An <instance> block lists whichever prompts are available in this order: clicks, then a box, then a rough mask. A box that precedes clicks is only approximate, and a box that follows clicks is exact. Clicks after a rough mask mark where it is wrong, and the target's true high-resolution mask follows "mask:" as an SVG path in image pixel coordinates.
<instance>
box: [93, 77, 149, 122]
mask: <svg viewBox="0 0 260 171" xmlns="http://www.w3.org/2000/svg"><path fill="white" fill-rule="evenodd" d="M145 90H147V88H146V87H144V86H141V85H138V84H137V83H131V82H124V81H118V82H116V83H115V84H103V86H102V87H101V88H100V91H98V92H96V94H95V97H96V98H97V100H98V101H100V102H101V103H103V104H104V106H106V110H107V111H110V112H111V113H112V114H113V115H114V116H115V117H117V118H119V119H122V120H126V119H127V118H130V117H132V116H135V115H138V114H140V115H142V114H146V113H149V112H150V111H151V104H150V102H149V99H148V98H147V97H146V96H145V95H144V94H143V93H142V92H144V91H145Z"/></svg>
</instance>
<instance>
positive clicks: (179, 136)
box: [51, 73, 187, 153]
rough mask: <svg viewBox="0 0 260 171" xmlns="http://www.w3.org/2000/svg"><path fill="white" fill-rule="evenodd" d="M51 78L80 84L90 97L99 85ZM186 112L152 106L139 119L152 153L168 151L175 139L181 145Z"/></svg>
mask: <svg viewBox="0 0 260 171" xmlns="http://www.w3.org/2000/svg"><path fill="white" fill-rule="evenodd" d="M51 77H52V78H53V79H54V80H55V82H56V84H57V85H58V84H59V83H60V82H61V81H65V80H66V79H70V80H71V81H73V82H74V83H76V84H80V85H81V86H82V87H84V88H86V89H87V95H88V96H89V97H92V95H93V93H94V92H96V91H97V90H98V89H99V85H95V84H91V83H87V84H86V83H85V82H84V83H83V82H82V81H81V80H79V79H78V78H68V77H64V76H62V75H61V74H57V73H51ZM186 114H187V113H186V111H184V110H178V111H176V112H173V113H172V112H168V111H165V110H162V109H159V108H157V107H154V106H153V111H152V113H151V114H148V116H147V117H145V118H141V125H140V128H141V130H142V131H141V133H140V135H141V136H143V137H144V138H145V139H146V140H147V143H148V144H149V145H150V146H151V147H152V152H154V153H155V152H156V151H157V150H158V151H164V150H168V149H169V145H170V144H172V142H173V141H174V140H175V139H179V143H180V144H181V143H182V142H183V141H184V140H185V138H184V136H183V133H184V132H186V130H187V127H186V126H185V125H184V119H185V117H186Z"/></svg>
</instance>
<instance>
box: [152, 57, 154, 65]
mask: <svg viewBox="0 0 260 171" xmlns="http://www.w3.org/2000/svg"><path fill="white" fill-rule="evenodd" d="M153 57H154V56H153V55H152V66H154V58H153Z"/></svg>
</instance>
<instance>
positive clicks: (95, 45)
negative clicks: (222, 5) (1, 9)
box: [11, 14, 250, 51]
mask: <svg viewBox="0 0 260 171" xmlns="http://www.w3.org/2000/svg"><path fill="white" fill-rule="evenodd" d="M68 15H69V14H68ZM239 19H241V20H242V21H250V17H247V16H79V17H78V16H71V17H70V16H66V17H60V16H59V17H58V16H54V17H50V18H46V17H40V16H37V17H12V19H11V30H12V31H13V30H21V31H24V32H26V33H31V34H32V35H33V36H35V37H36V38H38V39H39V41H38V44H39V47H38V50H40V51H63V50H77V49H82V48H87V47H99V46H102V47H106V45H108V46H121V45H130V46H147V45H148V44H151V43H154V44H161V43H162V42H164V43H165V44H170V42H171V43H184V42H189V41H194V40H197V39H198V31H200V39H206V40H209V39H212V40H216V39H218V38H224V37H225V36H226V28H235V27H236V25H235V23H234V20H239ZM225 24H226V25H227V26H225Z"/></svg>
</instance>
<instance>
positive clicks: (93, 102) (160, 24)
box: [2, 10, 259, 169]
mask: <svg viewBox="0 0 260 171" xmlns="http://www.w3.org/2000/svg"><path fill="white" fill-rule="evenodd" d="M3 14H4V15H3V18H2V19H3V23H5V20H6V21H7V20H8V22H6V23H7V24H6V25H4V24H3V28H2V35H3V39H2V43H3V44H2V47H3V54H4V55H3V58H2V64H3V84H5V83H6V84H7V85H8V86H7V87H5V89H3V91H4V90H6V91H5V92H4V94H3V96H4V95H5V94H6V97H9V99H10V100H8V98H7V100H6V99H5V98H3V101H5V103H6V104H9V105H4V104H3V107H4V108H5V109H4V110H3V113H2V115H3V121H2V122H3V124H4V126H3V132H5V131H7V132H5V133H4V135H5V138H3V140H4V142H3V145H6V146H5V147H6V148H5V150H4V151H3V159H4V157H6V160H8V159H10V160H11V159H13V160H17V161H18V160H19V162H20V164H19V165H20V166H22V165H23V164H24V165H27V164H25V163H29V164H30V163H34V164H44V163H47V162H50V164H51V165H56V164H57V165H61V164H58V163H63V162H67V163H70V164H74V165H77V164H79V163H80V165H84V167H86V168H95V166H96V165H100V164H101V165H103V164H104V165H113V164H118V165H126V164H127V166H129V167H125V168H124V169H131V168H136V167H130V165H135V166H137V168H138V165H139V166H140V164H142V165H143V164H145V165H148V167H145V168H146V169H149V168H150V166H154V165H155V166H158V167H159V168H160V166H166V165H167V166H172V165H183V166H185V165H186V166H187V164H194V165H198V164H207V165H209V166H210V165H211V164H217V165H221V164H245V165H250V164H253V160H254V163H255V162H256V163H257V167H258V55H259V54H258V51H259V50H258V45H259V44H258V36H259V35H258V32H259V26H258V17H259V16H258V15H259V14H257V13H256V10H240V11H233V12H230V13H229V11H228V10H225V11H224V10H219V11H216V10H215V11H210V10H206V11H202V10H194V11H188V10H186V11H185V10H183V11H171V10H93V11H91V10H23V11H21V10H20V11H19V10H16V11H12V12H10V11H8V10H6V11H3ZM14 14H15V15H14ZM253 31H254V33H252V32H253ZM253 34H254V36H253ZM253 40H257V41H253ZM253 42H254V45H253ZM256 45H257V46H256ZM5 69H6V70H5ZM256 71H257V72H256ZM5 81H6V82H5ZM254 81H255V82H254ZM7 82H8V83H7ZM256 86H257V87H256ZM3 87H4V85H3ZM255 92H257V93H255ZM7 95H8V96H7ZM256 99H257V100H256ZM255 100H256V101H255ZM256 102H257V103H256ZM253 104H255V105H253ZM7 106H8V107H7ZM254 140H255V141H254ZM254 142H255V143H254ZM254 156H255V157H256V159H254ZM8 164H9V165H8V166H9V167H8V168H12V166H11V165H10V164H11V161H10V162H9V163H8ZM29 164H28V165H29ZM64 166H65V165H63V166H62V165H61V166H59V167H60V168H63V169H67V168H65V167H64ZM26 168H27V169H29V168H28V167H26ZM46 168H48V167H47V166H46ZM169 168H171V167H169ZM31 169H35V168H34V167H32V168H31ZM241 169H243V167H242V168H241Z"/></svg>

++++++

Restate the listing above word for word.

• Exercise output:
An <instance> block lists whichever prompts are available in this order: clicks, then a box, then a rough mask. A box that precedes clicks is only approximate, and a box that follows clicks is exact. Clicks after a rough mask mark where it is wrong, and the target's true high-resolution mask follows "mask:" as an SVG path in image pixel coordinates.
<instance>
box: [93, 77, 149, 122]
mask: <svg viewBox="0 0 260 171" xmlns="http://www.w3.org/2000/svg"><path fill="white" fill-rule="evenodd" d="M145 90H147V88H146V87H144V86H141V85H138V84H137V83H131V82H124V81H118V82H116V83H115V84H103V86H102V87H101V88H100V91H98V92H96V94H95V97H96V98H97V100H98V101H100V102H101V103H103V104H104V106H106V110H107V111H110V112H111V113H112V114H113V115H114V116H115V117H117V118H119V119H122V120H126V119H127V118H130V117H132V116H135V115H138V114H140V115H142V114H146V113H149V112H150V111H151V104H150V102H149V99H148V98H147V97H146V96H145V95H144V94H143V93H142V92H144V91H145Z"/></svg>
</instance>
<instance>
positive clicks: (179, 136)
box: [51, 73, 187, 153]
rough mask: <svg viewBox="0 0 260 171" xmlns="http://www.w3.org/2000/svg"><path fill="white" fill-rule="evenodd" d="M51 78L80 84L90 97L99 85ZM186 112L152 106L139 119L152 153L168 151L175 139L181 145Z"/></svg>
mask: <svg viewBox="0 0 260 171" xmlns="http://www.w3.org/2000/svg"><path fill="white" fill-rule="evenodd" d="M51 77H52V78H53V79H54V80H55V82H56V84H57V85H58V84H59V83H60V82H61V81H65V80H66V79H70V80H71V81H73V82H74V83H76V84H80V85H81V86H82V87H84V88H86V89H87V95H88V96H89V97H92V95H93V93H94V92H96V91H97V90H98V89H99V85H95V84H91V83H87V84H86V83H85V82H84V83H83V82H82V81H81V80H79V79H78V78H68V77H64V76H62V75H61V74H57V73H51ZM186 114H187V113H186V111H184V110H178V111H176V112H173V113H172V112H168V111H165V110H162V109H159V108H157V107H154V106H153V111H152V113H151V114H148V116H147V117H145V118H141V125H140V128H141V130H142V131H141V133H140V135H141V136H143V137H144V138H145V139H146V140H147V143H148V144H149V145H150V146H151V147H152V152H154V153H155V152H156V151H157V150H158V151H164V150H168V149H169V145H170V144H172V142H173V141H174V140H175V139H179V143H180V144H181V143H182V142H183V141H184V140H185V138H184V136H183V133H184V132H186V130H187V127H186V126H185V125H184V119H185V117H186Z"/></svg>
</instance>
<instance>
box: [152, 57, 154, 65]
mask: <svg viewBox="0 0 260 171" xmlns="http://www.w3.org/2000/svg"><path fill="white" fill-rule="evenodd" d="M153 57H154V56H153V55H152V66H154V58H153Z"/></svg>
</instance>
<instance>
positive clicks: (95, 45)
negative clicks: (222, 5) (1, 9)
box: [11, 14, 250, 51]
mask: <svg viewBox="0 0 260 171" xmlns="http://www.w3.org/2000/svg"><path fill="white" fill-rule="evenodd" d="M68 15H69V14H68ZM239 19H241V20H242V21H250V17H247V16H79V17H78V16H71V17H70V16H66V17H60V16H59V17H58V16H54V17H50V18H46V17H40V16H37V17H12V19H11V30H12V31H13V30H21V31H24V32H26V33H31V34H32V35H33V36H35V37H36V38H38V39H39V41H38V44H39V47H38V50H40V51H63V50H77V49H82V48H87V47H99V46H102V47H106V45H108V46H121V45H130V46H147V45H148V44H151V43H154V44H161V43H162V42H164V43H165V44H170V42H171V43H184V42H189V41H194V40H197V39H198V31H200V39H206V40H209V39H212V40H216V39H218V38H224V37H225V36H226V28H235V27H236V25H235V23H234V20H239ZM225 24H226V25H227V26H225Z"/></svg>
</instance>
<instance>
positive clicks: (93, 102) (160, 24)
box: [2, 10, 259, 169]
mask: <svg viewBox="0 0 260 171" xmlns="http://www.w3.org/2000/svg"><path fill="white" fill-rule="evenodd" d="M3 14H4V15H3V18H2V19H3V23H5V20H6V21H7V20H8V22H6V23H7V24H6V25H4V24H3V28H2V35H3V39H2V43H3V44H2V47H3V54H4V55H3V58H2V64H3V84H5V83H6V84H7V85H8V86H7V87H5V89H3V91H4V90H6V91H5V92H4V94H3V96H4V95H5V94H6V97H9V99H10V100H8V98H7V100H6V99H5V98H3V101H5V103H6V104H9V105H4V104H3V107H4V108H5V109H4V110H3V113H2V115H3V121H2V122H3V124H4V126H3V132H5V131H7V132H5V133H4V135H5V138H3V140H4V142H3V145H6V146H5V147H6V148H5V150H4V151H3V159H4V157H6V160H8V159H10V160H11V159H13V160H17V161H18V160H19V162H20V164H19V165H20V166H22V165H23V164H24V165H27V164H25V163H29V164H30V163H34V164H44V163H47V162H50V164H51V165H56V164H57V165H61V164H58V163H63V162H67V163H70V164H74V165H77V164H79V163H80V165H84V167H86V168H95V166H96V165H100V164H101V165H103V164H104V165H113V164H118V165H126V164H127V166H129V167H125V168H124V169H131V168H136V167H130V165H135V166H137V168H138V165H139V166H140V164H142V165H143V164H145V165H148V167H145V168H146V169H149V168H150V166H154V165H155V166H158V167H159V168H160V166H166V165H167V166H172V165H183V166H185V165H186V166H187V164H194V165H198V164H207V165H209V166H210V165H211V164H217V165H221V164H245V165H250V164H253V160H254V163H255V162H256V163H257V167H258V55H259V54H258V51H259V50H258V45H259V44H258V36H259V35H258V32H259V26H258V17H259V16H258V15H259V14H257V13H256V10H240V11H233V12H230V13H229V11H228V10H225V11H224V10H219V11H216V10H215V11H210V10H206V11H202V10H194V11H188V10H186V11H185V10H183V11H171V10H93V11H91V10H23V11H21V10H20V11H19V10H16V11H12V12H10V11H8V10H6V11H3ZM14 14H15V15H14ZM253 31H254V33H252V32H253ZM253 34H254V36H253ZM253 40H257V41H253ZM253 42H254V45H253ZM256 45H257V46H256ZM5 69H6V70H5ZM256 71H257V72H256ZM5 81H6V82H5ZM254 81H255V82H254ZM7 82H8V83H7ZM256 86H257V87H256ZM3 87H4V85H3ZM255 92H257V93H255ZM7 95H8V96H7ZM256 99H257V100H256ZM255 100H256V101H255ZM256 102H257V103H256ZM253 104H255V105H253ZM7 106H8V107H7ZM254 140H255V141H254ZM254 142H255V143H254ZM254 156H255V157H256V159H254ZM8 164H9V165H8V166H9V167H8V168H12V166H11V165H10V164H11V161H10V162H9V163H8ZM29 164H28V165H29ZM64 166H65V165H63V166H62V165H61V166H59V167H60V168H63V169H67V168H65V167H64ZM26 168H27V169H29V168H28V167H26ZM46 168H48V167H47V166H46ZM169 168H171V167H169ZM31 169H35V168H34V167H32V168H31ZM241 169H243V167H242V168H241Z"/></svg>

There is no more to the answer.